* Aufgabenstellung *
Gib aus dem Dokumentauszug den Abschnitt zwischen "1.1.7. Mit Bescheid" und "ein Festnahmeauftrag erlassen.", beide Stellen eingeschlossen, wortgetreu aus.

* Dokumentauszug *
════════

Zudem sei es dem AW offen gestanden, sich in einem anderen Teil Indiens niederzulassen. Aus den Länderinformationen gehe hervor, dass es kein Meldewesen gebe und der AW sich an einen anderen Ort begeben könnte, um seinen angeblichen Problemen zu entgehen.
Es gebe keine Anhaltspunkte, dass der AW als gesunde, erwachsene, gebildete Person bei einer Rückkehr seinen Lebensunterhalt nicht durch Erwerbstätigkeit bestreiten könnte.
Der AW verfüge über familiäre Anknüpfungspunkte in seiner Heimat und habe dort den überwiegenden Teil seines Lebens verpasst. Eine besondere Integration in Österreich liege nicht vor.
1.1.5. Dieser Bescheid wurde dem bevollmächtigten rechtsfreundlichen Vertreter des AW am 03.03.2016 zugestellt und erwuchs in Rechtskraft.
1.1.6. Am 21.05.2018 wurden der AW angehalten und einer fremdenpolizeilichen Kontrolle unterzogen. Dabei wurde sein illegaler Aufenthalt festgestellt. Er wurde angezeigt, dem BFA der RD Wien vorgeführt und am 22.05.2018 niederschriftlich vor dem BFA einvernommen (illegaler Aufenthalt - rechtskräftige durchsetzbare Rückkehrentscheidung und Überprüfung des Sicherungsbedarfs).
1.1.7. Mit Bescheid vom 22.05.2018, Zl. XXXX , wurde gegen den AW gem. § 77 Abs. 1 u. 3 iVm. § 76 Abs. 2 Z. 1 FPG das gelinderer Mittel zum Zwecke der Sicherung der Abschiebung angeordnet.
1.1.8. Mit 25.05.2018 wurde dem BFA eine Vollmacht für den XXXX übermittelt, den Reisepass des AW vom BFA abzuholen, da dieser freiwillig ausreisen wolle. Zudem wurde eine Flugbuchungsbestätigung übermittelt. In weiterer Folge folgte das BFA am 07.06.2018 den Reisepass des AW einem Vertreter des VMÖ aus. Da die freiwillige Ausreise des AW nicht stattfand, wurde der Reisepass seitens des VMÖ rückübermittelt.
1.1.9. Der AW leistete seiner Meldeverpflichtung bei der PI Storchengasse nach 04.07.2018 nicht mehr Folge. Infolgedessen wurde das unter Punkt 1.2.2. bezeichnete gelindere Mittel mit 23.07.2018 aufgehoben und ein Festnahmeauftrag erlassen.
1.1.10. Die in weiterer Folge am 24.07.2018 beabsichtigte Festnahme des AW an seiner Meldeadresse verlief negativ.
1.1.11. Am 28.01.2019 wurde das BFA über eine Amtshandlung gegen den AW in Kenntnis gesetzt.
1.1.12. Mit Beschluss des Landesgerichts Wiener Neustadt vom 25.04.2019 wurde in einer Strafsache gegen den AW die Untersuchungshaft verhängt.

════════

* Vorgegebene Daten *
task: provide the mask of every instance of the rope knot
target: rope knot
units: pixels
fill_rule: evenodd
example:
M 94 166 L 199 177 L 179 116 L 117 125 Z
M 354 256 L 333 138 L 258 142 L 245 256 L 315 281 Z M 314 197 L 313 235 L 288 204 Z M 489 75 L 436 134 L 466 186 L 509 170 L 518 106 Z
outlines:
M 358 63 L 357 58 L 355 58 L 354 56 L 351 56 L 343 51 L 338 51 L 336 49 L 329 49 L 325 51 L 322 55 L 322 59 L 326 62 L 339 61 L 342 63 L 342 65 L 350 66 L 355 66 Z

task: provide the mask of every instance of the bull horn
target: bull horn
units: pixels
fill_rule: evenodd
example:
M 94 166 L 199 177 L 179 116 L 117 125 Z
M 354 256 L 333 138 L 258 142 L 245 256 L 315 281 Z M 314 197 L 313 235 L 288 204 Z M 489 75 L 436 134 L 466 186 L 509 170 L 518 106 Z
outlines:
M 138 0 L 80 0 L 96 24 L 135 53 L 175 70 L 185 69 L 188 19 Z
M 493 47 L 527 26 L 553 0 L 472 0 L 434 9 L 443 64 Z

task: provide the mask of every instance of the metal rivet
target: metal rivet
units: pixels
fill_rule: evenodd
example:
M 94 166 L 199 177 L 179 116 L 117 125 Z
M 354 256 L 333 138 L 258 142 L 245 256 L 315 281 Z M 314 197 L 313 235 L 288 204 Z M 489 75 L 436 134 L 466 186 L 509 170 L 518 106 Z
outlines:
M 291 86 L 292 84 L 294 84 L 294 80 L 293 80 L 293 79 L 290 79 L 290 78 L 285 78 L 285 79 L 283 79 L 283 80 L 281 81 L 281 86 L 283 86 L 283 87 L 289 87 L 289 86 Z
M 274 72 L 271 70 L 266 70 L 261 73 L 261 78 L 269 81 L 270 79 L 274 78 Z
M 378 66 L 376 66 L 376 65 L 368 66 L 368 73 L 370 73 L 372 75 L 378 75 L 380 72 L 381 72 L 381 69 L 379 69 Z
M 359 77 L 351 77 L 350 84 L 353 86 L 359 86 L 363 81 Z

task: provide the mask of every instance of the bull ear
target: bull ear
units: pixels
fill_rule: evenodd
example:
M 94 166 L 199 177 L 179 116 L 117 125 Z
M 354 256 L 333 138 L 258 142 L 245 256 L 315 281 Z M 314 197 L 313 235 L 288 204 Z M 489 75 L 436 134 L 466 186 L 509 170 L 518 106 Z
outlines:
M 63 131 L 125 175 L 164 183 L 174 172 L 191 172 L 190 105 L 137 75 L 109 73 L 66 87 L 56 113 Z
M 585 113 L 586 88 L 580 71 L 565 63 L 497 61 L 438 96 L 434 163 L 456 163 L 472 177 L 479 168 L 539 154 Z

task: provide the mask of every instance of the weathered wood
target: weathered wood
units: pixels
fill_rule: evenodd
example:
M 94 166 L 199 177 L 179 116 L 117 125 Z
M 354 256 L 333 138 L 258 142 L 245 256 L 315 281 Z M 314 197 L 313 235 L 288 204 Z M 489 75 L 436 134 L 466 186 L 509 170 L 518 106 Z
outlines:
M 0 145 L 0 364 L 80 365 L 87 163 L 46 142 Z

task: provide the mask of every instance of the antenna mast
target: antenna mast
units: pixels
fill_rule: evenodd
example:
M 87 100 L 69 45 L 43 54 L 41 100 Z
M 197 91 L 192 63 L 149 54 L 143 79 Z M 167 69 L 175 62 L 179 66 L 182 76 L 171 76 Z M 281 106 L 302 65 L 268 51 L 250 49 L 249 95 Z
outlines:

════════

* Schriftliche Antwort *
1.1.7. Mit Bescheid vom 22.05.2018, Zl. XXXX , wurde gegen den AW gem. § 77 Abs. 1 u. 3 iVm. § 76 Abs. 2 Z. 1 FPG das gelinderer Mittel zum Zwecke der Sicherung der Abschiebung angeordnet.
1.1.8. Mit 25.05.2018 wurde dem BFA eine Vollmacht für den XXXX übermittelt, den Reisepass des AW vom BFA abzuholen, da dieser freiwillig ausreisen wolle. Zudem wurde eine Flugbuchungsbestätigung übermittelt. In weiterer Folge folgte das BFA am 07.06.2018 den Reisepass des AW einem Vertreter des VMÖ aus. Da die freiwillige Ausreise des AW nicht stattfand, wurde der Reisepass seitens des VMÖ rückübermittelt.
1.1.9. Der AW leistete seiner Meldeverpflichtung bei der PI Storchengasse nach 04.07.2018 nicht mehr Folge. Infolgedessen wurde das unter Punkt 1.2.2. bezeichnete gelindere Mittel mit 23.07.2018 aufgehoben und ein Festnahmeauftrag erlassen.